REQUIREMENT: Revise the lines below, replacing every occurrence of "routine" with "function" and changing nothing else. Omit the pictures from your answer.

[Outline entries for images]
══════════
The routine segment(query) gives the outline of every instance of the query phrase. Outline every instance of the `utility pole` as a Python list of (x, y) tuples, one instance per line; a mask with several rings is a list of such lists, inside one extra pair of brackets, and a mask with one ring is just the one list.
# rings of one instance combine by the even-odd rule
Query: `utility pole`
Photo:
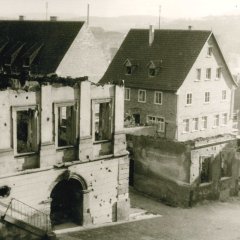
[(161, 10), (162, 10), (162, 6), (159, 5), (159, 13), (158, 13), (158, 29), (160, 29), (160, 26), (161, 26)]

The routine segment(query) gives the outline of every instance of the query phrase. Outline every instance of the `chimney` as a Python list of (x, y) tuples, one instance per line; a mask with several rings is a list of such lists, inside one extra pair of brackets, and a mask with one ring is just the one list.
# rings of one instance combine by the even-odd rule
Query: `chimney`
[(19, 16), (19, 21), (24, 21), (24, 20), (25, 20), (25, 16), (20, 15), (20, 16)]
[(57, 16), (50, 16), (50, 21), (51, 22), (56, 22), (57, 21)]
[(149, 46), (152, 46), (152, 43), (154, 41), (154, 27), (153, 25), (149, 26)]

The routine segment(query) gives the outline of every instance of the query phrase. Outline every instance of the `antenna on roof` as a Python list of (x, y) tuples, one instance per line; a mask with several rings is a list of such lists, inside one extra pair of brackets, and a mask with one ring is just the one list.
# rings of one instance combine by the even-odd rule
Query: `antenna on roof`
[(46, 8), (46, 21), (48, 20), (48, 2), (45, 3)]
[(87, 6), (87, 26), (89, 26), (89, 12), (90, 12), (90, 5), (88, 3), (88, 6)]
[(160, 25), (161, 25), (161, 10), (162, 10), (162, 6), (159, 5), (159, 12), (158, 12), (158, 29), (160, 29)]

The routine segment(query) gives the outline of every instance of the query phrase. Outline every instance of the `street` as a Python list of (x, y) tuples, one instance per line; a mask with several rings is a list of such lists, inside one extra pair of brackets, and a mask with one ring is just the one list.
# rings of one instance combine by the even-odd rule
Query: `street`
[(189, 209), (166, 206), (131, 190), (131, 205), (160, 217), (58, 235), (60, 240), (237, 240), (240, 198)]

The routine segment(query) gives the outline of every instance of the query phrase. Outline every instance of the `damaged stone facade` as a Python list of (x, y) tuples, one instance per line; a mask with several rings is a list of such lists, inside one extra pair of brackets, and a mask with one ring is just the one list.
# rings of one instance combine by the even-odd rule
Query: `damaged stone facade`
[(84, 78), (24, 89), (0, 91), (1, 203), (16, 198), (52, 225), (128, 219), (124, 88)]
══════════
TASK OUTPUT:
The function segment(query) gives the outline of every instance of the query phrase. Outline every instance of the `utility pole` as a Python list of (x, y) tuples, one instance per line; a mask with several rings is a list of such lists, inside one extra pair of brackets, and a mask with one ring is just the one list.
# rings of one instance combine by the even-odd rule
Query: `utility pole`
Photo:
[(161, 10), (162, 10), (162, 6), (159, 5), (159, 13), (158, 13), (158, 29), (160, 29), (160, 26), (161, 26)]

The function segment(query) gives the outline of every instance of the query phrase. Outline every instance of the `chimney` as a Python list of (x, y) tuples, one instance per line; a mask with several rings is a list of such lists, inside one extra pair of brackets, and a mask with one ring is just the one list.
# rings of one instance combine by the even-odd rule
Query: `chimney`
[(19, 16), (19, 21), (24, 21), (24, 20), (25, 20), (25, 16), (20, 15), (20, 16)]
[(57, 16), (50, 16), (50, 21), (51, 22), (56, 22), (57, 21)]
[(149, 46), (152, 46), (152, 43), (154, 41), (154, 27), (153, 25), (149, 26)]

The function segment(query) gives the outline of every instance of the query phrase. Outline every instance of the `antenna on roof` as a Python list of (x, y) tuples, one instance per line; a mask with several rings is a list of such lists, inside one extra pair of brackets, and a mask with one ring is just the one list.
# rings of one instance combine by the even-odd rule
Query: `antenna on roof`
[(46, 8), (46, 21), (48, 20), (48, 2), (45, 3)]
[(87, 6), (87, 26), (89, 26), (89, 12), (90, 12), (90, 5), (88, 3), (88, 6)]
[(160, 25), (161, 25), (161, 10), (162, 10), (162, 6), (159, 5), (159, 12), (158, 12), (158, 29), (160, 29)]

The function segment(query) gives the outline of every instance of the query phrase. Outline every instance of the `street` as a Python list of (x, y) tuples, one instance per line; a mask with several rings is a list of such lists, inside one extra pair of brackets, and a mask with one ring is just the one list.
# rings of one instance combine by the even-odd rule
Query: `street`
[(189, 209), (166, 206), (131, 190), (131, 205), (160, 217), (58, 235), (60, 240), (237, 240), (240, 198)]

The function segment(query) gives the outline of every instance of the query phrase. Outline every instance of the `damaged stone facade` as a Python list of (x, y) tuples, one instance per line; a mask with several rings is a list of such lists, inside one extra pair of brackets, and a mask with one ring is just the one list.
# rings of one instance combine by the even-odd rule
Query: `damaged stone facade`
[(84, 78), (24, 89), (0, 91), (1, 203), (16, 198), (52, 225), (128, 219), (124, 88)]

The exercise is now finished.